[begin Recorded data]

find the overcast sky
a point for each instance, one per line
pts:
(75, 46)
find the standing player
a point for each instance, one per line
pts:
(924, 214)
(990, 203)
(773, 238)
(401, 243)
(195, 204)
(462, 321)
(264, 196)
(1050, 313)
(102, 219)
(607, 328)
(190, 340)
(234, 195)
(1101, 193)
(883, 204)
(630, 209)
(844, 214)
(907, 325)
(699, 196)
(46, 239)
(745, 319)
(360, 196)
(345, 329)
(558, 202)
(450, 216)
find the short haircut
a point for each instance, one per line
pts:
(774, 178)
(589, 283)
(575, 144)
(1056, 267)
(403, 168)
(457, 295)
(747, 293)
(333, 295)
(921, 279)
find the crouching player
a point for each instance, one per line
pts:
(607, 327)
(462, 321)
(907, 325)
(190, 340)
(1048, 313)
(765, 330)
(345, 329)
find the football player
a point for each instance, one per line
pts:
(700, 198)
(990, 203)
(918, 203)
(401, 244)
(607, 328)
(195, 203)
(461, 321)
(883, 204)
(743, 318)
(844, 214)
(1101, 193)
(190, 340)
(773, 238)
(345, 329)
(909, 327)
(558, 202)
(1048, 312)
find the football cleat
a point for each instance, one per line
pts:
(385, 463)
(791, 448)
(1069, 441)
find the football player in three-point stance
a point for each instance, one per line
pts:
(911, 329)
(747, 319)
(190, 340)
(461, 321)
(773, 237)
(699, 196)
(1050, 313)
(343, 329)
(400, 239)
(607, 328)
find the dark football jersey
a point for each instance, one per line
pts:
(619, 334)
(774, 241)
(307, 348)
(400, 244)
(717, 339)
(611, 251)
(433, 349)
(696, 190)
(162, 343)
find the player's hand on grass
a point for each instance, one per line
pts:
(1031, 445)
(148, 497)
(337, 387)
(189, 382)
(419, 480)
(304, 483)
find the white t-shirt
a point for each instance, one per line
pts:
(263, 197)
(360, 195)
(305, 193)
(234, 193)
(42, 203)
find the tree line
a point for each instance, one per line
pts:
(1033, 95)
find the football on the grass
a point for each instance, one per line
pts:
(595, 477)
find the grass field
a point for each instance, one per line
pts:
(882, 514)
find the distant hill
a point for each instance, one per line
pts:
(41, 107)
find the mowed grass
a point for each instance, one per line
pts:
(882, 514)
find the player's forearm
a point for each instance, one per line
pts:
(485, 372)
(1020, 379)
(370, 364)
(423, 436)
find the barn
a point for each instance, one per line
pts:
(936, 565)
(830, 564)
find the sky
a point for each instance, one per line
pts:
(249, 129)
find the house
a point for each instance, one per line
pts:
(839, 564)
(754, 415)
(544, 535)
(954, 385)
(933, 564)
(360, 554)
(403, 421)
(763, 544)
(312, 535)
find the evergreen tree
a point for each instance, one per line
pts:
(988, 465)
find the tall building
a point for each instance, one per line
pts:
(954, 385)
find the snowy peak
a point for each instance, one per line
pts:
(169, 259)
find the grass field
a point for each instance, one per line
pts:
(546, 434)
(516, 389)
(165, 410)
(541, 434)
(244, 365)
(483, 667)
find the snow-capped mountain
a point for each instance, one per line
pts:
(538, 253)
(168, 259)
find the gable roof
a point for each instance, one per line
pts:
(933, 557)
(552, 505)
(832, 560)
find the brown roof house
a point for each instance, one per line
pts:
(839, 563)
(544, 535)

[end Recorded data]

Could you write out the stretch from the line containing "find the snow-capped mountain" through the end of the records, increasing every point coordinate by 149 and keeping all other lines as they are?

> **Complete output**:
find the snow-capped mountain
a point for each instance, one per line
pts:
(687, 402)
(317, 408)
find the gable roof
a point for each instance, one per line
pts:
(1082, 706)
(701, 654)
(981, 709)
find the brown roof house
a point for each instance, one per line
pts:
(988, 712)
(693, 684)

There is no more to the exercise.